PROVIDED PASSAGE:
● ● ● ● ● ● ●

- Written by: Stephen Mallatratt
- Starring: James Wilby Clare Holman Owen Teale Julia Ford Philip Glenister Saskia Reeves
- Country of origin: United Kingdom
- Original language: English
- No. of series: 1
- No. of episodes: 6

Production
- Executive producers: Sita Williams Andy Harries
- Running time: approx. 398 min
- Production company: Granada Television

Original release
- Network: ITV
- Release: 11 July – 15 August 2004

= Island at War =

2004 British TV drama series

Island at War is a British television series that tells the story of the German occupation of the Channel Islands. It primarily focuses on three local families: the upper class Dorrs, the middle class Mahys, and the working class Jonases, and four German officers. The fictional island of St Gregory serves as a stand-in for the real-life islands of Guernsey and Jersey, and the story is compiled from the events on both islands.

Produced by Granada Television in Manchester, Island at War had an estimated budget of £9 million and was filmed on location in the Isle of Man from August 2003 to October 2003. When the series was shown in the UK the following year, it appeared in six 70-minute episodes.

==Cast==
- James Wilby as James Dorr
- Clare Holman as Felicity Dorr
- Sam Heughan as Phillip Dorr (aka Mr Brotherson)
- Owen Teale as Wilf Jonas
- Julia Ford as Kathleen Jonas
- Sean Gallagher as Sheldon Leveque
- Saskia Reeves as Cassie Mahy
- Julian Wadham as Urban Mahy
- Joanne Froggatt as Angelique Mahy
- Samantha Robinson as June Mahy
- Louisa Clein as Zelda Kay
- Philip Glenister as Baron Von Rheingarten
- Daniel Flynn as Captain Muller
- Colin Tierney as Oberwachtmeister Wimmel
- Conor Mullen as Oberleutnant Walker
- Andrew Havill as Oberleutnant Flach
- Laurence Fox as Bernhardt Tellemann
- Richard Dempsey as Eugene La Salle
- Ann Rye as Ada Jonas
- Sean Ward as Colin Jonas

==Episodes==

| No. overall | No. in series | Title | Original release date |
| 1 | 1 | "Eve of War" | 11 July 2004 |
The invasion by the Germans of the Channel Island St Gregory appears imminent and evacuations are begun.
| 2 | 2 | "Living With the Enemy" | 18 July 2004 |
The occupation by the Germans begins, resulting in clashes with the local population.
| 3 | 3 | "To Catch a Spy" | 25 July 2004 |
The hunt for the second spy on the Island continues.
| 4 | 4 | "Strange Mercies" | 1 August 2004 |
As French prostitutes arrive for the Germans, the romance between Bernhardt and Angelique grows. Zelda goes into hiding with Cassie.

● ● ● ● ● ● ●

A block of data
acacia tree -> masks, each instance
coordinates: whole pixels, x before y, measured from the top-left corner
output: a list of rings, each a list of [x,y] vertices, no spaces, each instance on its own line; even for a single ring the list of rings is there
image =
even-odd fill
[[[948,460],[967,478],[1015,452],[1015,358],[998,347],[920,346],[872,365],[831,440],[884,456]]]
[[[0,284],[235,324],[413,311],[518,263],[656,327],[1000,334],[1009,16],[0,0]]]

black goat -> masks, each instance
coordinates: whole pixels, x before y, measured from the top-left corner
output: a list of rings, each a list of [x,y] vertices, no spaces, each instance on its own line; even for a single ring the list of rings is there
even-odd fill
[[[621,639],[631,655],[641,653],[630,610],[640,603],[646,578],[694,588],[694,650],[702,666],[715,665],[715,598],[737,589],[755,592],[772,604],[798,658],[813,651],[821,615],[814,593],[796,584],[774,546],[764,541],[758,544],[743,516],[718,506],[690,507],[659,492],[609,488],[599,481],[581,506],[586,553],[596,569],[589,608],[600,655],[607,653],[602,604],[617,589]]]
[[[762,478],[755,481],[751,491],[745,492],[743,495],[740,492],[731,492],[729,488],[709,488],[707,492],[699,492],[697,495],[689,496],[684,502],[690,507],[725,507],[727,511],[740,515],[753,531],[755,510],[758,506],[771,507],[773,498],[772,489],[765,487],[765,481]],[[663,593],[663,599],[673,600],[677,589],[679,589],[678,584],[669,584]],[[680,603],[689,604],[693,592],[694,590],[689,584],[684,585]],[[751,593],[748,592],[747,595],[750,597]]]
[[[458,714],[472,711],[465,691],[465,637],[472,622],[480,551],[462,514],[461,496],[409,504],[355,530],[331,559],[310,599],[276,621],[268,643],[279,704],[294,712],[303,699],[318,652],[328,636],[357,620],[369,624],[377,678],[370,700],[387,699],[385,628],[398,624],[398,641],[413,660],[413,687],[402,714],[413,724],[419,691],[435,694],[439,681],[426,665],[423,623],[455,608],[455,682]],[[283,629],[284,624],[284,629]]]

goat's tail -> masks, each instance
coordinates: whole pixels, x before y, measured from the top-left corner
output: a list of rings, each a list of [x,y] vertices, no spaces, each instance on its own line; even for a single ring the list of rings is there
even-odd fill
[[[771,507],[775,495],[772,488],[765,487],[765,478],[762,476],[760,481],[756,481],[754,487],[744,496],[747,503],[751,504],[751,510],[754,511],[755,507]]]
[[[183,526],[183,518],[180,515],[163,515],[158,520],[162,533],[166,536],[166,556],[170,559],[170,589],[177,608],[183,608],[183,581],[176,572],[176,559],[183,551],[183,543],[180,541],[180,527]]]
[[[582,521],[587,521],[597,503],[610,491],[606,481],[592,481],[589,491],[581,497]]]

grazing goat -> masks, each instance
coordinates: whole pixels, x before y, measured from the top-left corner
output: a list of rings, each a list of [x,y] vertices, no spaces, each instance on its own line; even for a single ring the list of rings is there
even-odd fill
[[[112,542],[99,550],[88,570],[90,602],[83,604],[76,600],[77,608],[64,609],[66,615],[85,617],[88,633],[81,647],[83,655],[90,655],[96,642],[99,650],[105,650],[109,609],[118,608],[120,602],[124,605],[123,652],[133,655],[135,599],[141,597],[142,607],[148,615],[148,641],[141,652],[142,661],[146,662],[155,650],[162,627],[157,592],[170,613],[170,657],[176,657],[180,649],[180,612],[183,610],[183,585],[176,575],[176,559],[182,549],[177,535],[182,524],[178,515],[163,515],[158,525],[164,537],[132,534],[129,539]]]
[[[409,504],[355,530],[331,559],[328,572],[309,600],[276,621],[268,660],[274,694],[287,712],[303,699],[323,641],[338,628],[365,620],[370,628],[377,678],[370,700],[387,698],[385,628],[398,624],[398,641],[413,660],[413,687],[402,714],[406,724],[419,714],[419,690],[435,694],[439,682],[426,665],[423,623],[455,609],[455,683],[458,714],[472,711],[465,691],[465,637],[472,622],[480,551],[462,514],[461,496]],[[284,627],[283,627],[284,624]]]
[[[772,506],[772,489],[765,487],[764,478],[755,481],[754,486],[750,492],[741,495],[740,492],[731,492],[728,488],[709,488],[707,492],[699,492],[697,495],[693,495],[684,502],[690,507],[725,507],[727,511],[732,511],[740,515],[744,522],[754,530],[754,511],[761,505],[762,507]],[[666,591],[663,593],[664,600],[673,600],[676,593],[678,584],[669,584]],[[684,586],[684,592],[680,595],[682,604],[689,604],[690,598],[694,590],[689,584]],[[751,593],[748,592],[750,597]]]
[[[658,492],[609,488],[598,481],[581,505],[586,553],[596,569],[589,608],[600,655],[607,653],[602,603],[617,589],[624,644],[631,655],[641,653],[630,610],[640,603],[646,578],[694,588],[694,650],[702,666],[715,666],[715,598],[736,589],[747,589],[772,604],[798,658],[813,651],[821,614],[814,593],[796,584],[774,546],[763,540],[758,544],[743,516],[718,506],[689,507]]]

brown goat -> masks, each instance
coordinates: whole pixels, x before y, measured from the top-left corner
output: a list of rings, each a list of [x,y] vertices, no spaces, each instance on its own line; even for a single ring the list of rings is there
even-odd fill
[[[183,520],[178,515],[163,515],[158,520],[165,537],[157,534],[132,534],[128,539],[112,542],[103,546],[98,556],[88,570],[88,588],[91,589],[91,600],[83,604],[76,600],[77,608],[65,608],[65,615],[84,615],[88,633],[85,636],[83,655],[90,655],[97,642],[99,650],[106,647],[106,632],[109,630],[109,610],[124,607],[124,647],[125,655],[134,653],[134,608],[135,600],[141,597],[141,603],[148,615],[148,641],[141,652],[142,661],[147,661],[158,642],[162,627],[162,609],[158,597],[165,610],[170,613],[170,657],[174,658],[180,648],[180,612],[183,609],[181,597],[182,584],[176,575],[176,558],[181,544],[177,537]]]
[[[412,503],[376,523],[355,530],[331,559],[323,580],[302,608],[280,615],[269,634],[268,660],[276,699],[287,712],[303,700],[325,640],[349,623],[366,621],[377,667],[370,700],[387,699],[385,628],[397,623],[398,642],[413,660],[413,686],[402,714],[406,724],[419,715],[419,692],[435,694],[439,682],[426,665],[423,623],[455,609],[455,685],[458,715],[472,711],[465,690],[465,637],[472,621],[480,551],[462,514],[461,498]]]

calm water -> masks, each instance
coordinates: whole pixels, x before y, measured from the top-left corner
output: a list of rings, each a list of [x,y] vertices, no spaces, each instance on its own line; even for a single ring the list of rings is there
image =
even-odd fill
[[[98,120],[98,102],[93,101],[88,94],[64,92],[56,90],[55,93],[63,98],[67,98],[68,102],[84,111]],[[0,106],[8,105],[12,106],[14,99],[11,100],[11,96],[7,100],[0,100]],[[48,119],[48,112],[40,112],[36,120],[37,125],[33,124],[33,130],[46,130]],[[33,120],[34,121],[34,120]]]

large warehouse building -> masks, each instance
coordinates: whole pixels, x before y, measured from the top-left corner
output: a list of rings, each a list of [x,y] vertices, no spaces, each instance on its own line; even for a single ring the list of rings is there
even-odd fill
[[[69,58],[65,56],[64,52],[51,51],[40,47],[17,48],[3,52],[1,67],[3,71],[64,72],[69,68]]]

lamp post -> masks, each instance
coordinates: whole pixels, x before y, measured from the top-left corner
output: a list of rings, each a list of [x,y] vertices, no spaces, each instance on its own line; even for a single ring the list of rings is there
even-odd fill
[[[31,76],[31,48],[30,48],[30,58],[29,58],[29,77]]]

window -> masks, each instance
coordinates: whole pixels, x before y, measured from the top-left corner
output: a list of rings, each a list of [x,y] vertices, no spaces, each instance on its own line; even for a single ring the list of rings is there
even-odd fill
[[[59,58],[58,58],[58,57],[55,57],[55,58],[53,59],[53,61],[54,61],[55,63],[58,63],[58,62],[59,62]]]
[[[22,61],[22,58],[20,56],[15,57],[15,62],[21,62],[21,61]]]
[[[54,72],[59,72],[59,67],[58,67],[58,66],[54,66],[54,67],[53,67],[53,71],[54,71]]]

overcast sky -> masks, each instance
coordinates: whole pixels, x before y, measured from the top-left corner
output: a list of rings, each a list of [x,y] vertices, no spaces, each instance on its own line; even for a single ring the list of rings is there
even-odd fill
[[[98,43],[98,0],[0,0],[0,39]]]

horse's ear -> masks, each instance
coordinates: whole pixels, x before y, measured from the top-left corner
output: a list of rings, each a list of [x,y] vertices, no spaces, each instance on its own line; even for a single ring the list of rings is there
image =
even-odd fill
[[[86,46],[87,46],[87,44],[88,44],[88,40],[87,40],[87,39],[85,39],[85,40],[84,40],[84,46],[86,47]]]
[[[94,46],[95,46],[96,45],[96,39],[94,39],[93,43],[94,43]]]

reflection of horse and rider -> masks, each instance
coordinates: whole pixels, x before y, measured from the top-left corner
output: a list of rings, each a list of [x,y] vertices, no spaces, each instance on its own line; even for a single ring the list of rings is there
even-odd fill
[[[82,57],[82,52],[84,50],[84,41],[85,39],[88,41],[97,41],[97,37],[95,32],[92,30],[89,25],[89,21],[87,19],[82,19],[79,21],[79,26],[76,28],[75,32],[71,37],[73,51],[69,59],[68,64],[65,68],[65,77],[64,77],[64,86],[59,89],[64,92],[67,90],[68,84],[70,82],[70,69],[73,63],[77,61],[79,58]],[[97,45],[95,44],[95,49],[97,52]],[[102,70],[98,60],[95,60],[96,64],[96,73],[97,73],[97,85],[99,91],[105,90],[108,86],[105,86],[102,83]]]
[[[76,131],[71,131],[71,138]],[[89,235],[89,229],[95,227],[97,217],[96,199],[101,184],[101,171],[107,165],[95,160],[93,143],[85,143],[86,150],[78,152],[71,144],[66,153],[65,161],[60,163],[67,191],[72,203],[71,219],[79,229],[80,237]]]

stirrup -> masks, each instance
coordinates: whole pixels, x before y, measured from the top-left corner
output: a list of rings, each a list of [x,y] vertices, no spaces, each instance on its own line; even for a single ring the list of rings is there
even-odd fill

● ● ● ● ● ● ●

From the cast list in the Island at War article, list every character with the surname Jonas and the actor who plays each one.

- Wilf Jonas, played by Owen Teale
- Kathleen Jonas, played by Julia Ford
- Ada Jonas, played by Ann Rye
- Colin Jonas, played by Sean Ward